> Written exercise
Edit the part of the material that opens with the line containing "Give the mask of every instance of the seal" and closes with the line containing "54 156 L 54": change "seal pup" to "harbor seal", keep every other character the same, and return only those lines.

> Supplied records
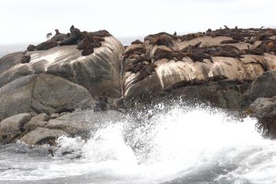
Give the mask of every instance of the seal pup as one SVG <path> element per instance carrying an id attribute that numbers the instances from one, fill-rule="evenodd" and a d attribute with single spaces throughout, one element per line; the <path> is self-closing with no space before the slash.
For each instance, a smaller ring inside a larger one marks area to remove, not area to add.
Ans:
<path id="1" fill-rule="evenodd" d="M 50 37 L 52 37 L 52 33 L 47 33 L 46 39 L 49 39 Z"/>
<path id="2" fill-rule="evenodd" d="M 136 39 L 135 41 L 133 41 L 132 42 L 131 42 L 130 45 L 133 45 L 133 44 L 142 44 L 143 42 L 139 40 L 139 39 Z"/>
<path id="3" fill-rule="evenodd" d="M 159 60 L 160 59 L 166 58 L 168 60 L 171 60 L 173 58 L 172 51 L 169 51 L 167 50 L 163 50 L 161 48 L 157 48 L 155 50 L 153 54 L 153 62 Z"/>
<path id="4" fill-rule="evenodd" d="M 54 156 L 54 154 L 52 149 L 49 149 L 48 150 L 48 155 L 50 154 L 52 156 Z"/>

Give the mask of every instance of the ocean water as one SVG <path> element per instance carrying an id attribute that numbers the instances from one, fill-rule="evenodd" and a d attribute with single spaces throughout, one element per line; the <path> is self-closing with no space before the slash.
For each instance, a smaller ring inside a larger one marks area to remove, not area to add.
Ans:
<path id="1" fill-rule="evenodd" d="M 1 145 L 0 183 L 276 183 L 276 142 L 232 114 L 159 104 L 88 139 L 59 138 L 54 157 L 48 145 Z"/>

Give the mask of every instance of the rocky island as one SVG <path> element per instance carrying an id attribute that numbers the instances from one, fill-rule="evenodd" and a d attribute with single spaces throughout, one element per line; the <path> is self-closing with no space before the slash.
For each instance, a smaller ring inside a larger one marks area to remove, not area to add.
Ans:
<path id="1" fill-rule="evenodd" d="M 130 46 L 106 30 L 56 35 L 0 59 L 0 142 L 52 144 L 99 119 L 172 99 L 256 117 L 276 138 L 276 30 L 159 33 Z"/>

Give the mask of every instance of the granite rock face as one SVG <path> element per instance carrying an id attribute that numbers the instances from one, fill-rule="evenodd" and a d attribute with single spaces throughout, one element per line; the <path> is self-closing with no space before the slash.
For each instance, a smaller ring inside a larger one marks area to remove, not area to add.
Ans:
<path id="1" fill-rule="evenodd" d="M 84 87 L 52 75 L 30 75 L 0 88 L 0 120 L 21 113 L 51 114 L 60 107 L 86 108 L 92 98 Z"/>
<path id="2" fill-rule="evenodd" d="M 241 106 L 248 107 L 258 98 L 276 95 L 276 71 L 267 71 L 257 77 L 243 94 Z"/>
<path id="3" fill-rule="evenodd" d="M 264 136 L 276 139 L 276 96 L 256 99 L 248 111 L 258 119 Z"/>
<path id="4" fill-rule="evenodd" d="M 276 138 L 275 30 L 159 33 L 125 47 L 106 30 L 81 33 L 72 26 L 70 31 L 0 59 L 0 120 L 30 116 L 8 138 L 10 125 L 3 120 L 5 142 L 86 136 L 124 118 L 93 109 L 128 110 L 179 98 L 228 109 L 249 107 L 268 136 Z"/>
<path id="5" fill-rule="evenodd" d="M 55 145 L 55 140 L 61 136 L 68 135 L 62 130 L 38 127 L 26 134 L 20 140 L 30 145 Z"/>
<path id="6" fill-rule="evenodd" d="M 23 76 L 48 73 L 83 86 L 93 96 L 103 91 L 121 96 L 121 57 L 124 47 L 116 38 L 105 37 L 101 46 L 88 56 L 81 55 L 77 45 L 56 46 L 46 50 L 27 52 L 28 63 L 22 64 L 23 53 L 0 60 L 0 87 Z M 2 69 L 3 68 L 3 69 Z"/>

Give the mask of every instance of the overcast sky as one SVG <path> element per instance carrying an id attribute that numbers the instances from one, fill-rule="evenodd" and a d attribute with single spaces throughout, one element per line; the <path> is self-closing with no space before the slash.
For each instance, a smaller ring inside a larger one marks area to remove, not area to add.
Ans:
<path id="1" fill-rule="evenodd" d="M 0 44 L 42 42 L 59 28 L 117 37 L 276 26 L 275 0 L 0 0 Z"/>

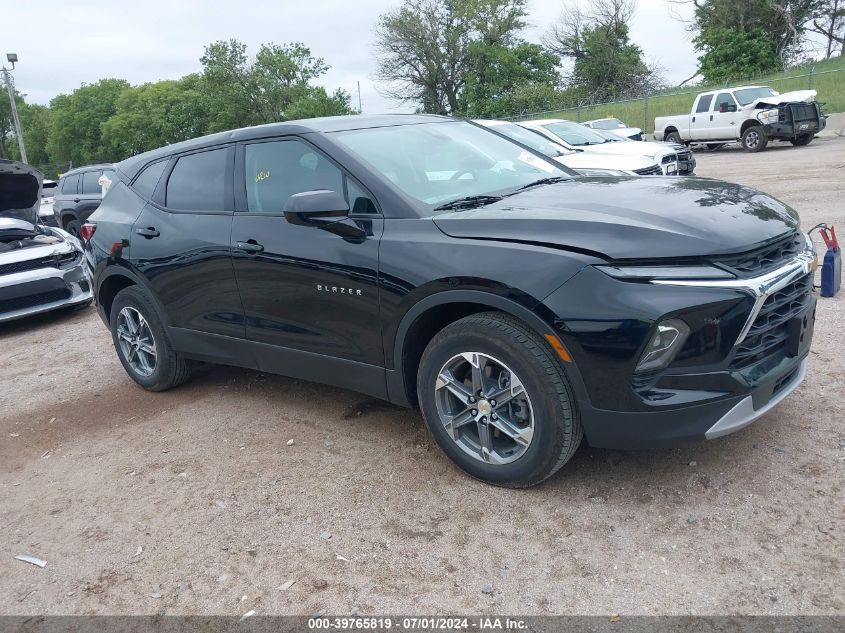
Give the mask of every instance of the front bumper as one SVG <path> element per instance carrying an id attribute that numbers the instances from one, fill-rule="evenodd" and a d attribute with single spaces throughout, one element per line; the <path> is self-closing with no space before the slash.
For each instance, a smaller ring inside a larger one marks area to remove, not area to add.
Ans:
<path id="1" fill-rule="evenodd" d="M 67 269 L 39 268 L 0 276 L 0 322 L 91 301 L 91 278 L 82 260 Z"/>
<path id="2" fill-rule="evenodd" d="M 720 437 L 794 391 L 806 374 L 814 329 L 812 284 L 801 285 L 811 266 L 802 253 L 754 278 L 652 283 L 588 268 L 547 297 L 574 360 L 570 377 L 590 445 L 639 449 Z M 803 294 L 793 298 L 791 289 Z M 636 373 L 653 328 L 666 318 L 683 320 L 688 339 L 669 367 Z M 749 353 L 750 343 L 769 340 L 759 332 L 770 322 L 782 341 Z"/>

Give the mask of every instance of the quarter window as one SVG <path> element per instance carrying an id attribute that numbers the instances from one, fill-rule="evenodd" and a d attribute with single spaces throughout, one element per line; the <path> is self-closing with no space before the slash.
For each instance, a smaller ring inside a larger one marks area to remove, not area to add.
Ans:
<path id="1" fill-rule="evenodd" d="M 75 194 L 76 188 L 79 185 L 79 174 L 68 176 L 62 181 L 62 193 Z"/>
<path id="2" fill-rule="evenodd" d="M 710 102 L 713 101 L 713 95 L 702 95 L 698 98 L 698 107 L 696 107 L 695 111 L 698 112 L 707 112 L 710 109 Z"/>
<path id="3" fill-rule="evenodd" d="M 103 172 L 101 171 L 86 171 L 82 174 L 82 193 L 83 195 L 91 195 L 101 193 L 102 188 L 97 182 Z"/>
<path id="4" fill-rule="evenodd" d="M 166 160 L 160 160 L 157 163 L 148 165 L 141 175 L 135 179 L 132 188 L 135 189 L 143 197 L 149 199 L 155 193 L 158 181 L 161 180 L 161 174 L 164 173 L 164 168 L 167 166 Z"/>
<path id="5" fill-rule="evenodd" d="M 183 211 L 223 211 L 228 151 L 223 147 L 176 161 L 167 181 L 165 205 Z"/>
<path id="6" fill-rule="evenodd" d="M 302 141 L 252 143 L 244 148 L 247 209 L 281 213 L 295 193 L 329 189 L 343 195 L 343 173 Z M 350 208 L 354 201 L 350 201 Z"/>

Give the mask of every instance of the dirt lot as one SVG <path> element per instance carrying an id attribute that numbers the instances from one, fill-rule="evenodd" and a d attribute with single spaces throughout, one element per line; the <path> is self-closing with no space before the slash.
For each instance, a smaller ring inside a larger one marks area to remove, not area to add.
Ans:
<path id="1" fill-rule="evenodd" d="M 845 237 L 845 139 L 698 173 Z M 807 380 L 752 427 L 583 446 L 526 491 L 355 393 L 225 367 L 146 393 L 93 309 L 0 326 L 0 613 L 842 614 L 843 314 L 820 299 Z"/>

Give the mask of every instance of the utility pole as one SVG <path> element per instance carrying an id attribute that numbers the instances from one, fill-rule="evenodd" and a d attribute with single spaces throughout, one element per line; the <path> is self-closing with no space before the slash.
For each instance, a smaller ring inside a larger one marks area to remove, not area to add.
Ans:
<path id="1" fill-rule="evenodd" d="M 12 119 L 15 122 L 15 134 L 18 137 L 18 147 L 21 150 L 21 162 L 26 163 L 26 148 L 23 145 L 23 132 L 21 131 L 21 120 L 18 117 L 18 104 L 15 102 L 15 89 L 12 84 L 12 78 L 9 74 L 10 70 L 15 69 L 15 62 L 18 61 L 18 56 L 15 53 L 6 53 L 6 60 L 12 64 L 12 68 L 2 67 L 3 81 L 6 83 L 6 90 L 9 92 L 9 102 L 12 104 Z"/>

* * *

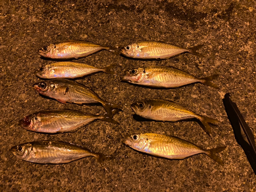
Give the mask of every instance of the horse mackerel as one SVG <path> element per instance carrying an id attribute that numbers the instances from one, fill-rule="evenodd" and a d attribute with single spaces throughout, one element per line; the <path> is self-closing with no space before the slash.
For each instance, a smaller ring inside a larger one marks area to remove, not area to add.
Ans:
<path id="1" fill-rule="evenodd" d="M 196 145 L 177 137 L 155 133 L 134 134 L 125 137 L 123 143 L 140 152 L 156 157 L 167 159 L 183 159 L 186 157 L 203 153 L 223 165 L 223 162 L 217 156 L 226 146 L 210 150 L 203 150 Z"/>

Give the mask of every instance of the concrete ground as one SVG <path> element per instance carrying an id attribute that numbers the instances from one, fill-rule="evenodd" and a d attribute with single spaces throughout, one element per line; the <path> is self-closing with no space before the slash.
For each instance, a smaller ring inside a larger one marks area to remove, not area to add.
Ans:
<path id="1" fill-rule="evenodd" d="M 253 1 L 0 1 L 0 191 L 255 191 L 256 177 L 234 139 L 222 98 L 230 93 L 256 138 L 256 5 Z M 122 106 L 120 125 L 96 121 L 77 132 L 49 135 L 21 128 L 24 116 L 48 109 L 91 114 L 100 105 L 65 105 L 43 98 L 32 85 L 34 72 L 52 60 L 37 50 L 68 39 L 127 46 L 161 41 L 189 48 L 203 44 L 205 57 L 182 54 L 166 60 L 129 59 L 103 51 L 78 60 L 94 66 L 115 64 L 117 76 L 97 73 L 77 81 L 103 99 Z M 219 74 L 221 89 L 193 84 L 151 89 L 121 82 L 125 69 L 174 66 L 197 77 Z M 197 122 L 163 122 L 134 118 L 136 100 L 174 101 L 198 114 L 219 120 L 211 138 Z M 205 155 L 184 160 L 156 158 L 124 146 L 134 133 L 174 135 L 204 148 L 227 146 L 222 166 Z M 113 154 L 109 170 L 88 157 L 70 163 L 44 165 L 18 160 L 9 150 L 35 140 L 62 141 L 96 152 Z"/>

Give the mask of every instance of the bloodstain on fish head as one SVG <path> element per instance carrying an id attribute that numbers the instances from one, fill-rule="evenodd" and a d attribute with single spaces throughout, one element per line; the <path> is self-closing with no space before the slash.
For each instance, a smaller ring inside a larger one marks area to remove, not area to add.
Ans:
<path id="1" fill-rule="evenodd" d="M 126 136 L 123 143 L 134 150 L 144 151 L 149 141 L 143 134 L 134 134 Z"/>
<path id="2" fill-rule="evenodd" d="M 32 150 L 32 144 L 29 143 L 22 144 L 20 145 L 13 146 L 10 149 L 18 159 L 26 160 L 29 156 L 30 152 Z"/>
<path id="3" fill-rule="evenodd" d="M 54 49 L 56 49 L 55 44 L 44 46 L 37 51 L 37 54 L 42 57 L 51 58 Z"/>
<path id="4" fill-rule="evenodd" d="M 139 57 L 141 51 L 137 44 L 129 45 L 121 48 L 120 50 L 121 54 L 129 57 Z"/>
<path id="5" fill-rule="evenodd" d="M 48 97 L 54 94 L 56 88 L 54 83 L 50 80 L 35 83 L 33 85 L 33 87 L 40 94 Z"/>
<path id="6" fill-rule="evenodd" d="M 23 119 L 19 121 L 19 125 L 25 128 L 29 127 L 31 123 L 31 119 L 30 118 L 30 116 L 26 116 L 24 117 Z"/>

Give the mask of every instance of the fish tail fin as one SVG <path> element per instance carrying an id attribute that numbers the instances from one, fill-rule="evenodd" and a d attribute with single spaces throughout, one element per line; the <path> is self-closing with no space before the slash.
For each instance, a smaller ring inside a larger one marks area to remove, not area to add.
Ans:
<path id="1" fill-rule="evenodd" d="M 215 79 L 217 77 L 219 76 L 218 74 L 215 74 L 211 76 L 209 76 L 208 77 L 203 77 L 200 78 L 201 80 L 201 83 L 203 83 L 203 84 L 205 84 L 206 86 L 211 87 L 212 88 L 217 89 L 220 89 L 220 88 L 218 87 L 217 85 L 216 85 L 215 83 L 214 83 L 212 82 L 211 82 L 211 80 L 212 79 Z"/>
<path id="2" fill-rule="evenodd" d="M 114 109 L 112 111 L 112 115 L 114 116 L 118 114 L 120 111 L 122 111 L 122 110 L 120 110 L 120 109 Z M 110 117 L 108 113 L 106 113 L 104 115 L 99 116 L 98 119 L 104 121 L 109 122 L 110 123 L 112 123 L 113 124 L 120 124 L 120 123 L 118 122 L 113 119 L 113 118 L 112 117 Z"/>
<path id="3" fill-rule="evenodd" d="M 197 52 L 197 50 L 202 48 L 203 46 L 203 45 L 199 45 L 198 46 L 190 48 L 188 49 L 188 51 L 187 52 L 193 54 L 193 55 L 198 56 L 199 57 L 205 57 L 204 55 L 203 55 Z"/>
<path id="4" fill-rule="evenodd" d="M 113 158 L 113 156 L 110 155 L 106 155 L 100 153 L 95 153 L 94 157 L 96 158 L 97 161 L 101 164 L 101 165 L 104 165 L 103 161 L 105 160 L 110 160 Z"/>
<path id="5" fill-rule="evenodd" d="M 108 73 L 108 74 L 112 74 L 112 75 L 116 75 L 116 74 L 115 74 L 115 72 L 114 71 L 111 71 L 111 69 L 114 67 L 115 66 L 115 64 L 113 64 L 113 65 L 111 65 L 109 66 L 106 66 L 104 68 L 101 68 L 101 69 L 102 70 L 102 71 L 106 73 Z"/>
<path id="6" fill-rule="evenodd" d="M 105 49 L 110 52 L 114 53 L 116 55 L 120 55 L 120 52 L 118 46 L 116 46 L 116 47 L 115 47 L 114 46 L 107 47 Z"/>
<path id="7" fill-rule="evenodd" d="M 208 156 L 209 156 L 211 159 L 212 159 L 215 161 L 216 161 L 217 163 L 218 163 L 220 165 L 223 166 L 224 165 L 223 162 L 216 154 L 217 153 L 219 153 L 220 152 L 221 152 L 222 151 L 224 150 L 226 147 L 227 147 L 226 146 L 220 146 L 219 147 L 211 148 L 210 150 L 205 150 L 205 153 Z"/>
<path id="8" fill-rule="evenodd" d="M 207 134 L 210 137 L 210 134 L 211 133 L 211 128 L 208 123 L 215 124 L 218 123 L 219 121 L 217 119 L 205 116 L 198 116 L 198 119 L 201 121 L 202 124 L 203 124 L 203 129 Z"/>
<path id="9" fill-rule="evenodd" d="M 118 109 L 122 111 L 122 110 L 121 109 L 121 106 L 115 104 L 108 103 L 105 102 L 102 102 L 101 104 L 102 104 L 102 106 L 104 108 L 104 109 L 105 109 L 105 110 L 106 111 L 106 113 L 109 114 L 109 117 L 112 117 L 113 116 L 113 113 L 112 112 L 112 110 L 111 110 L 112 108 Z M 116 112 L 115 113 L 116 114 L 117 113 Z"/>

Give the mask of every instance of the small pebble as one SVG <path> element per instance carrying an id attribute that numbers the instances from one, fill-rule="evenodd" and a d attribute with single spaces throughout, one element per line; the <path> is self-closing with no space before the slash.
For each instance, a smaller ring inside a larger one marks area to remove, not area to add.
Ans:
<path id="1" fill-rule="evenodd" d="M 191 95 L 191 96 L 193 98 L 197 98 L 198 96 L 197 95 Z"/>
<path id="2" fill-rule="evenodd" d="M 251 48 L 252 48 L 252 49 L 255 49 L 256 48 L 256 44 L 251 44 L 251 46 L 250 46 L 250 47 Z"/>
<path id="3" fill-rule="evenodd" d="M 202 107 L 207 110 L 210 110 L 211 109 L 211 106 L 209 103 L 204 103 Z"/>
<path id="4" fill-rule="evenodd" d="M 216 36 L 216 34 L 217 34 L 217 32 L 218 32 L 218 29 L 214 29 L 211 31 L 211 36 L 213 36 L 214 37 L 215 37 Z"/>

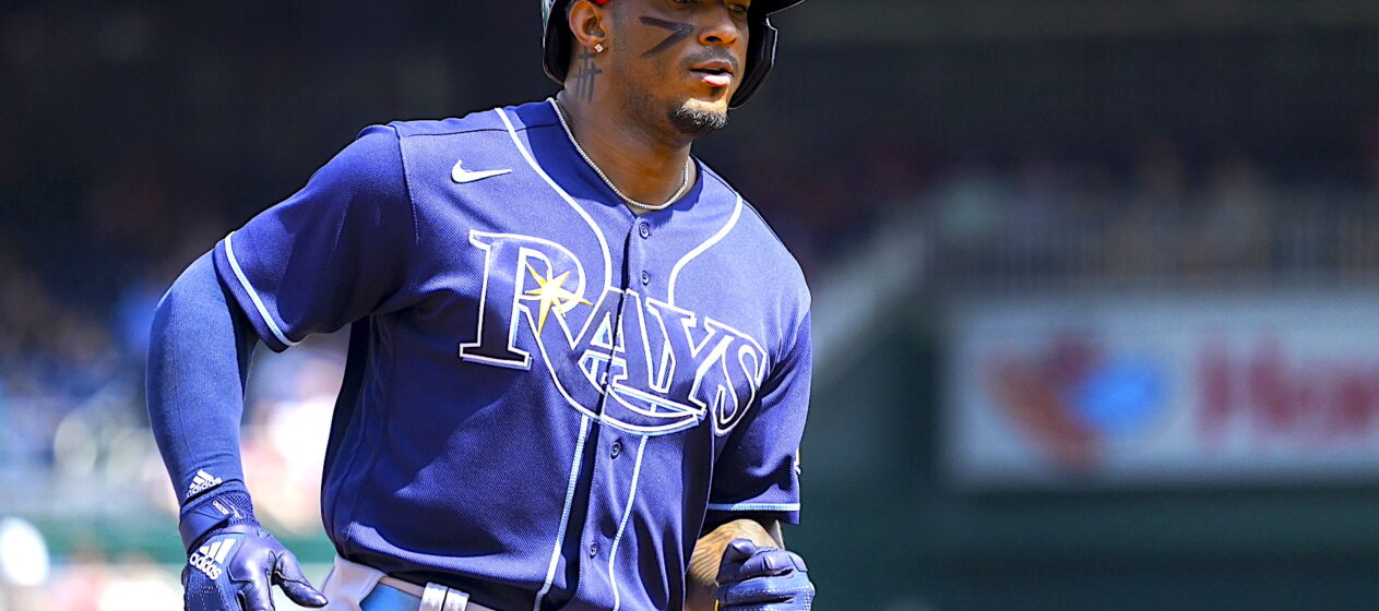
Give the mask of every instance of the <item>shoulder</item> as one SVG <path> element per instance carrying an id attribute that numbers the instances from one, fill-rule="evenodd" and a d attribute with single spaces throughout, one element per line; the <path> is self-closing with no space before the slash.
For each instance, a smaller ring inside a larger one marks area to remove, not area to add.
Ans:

> The completed task
Give the mask of every instance of the harbor seal as one SVG <path> element per instance carrying an id attribute that numbers the instances from one, fill-rule="evenodd" and a d attribute with single spaces throughout, one element per line; the <path> is self-closing with no space before the slash.
For each instance, a smaller ring inside a larger one marks area to remove, not area to add.
Ans:
<path id="1" fill-rule="evenodd" d="M 50 37 L 52 37 L 52 33 L 47 33 L 46 39 L 49 39 Z"/>
<path id="2" fill-rule="evenodd" d="M 136 39 L 135 41 L 133 41 L 132 42 L 131 42 L 130 45 L 133 45 L 133 44 L 142 44 L 143 42 L 139 40 L 139 39 Z"/>
<path id="3" fill-rule="evenodd" d="M 159 60 L 160 59 L 166 58 L 168 60 L 171 60 L 173 58 L 172 51 L 169 51 L 167 50 L 163 50 L 161 48 L 157 48 L 155 50 L 153 54 L 153 62 Z"/>
<path id="4" fill-rule="evenodd" d="M 54 156 L 54 154 L 52 149 L 49 149 L 48 150 L 48 155 L 50 154 L 52 156 Z"/>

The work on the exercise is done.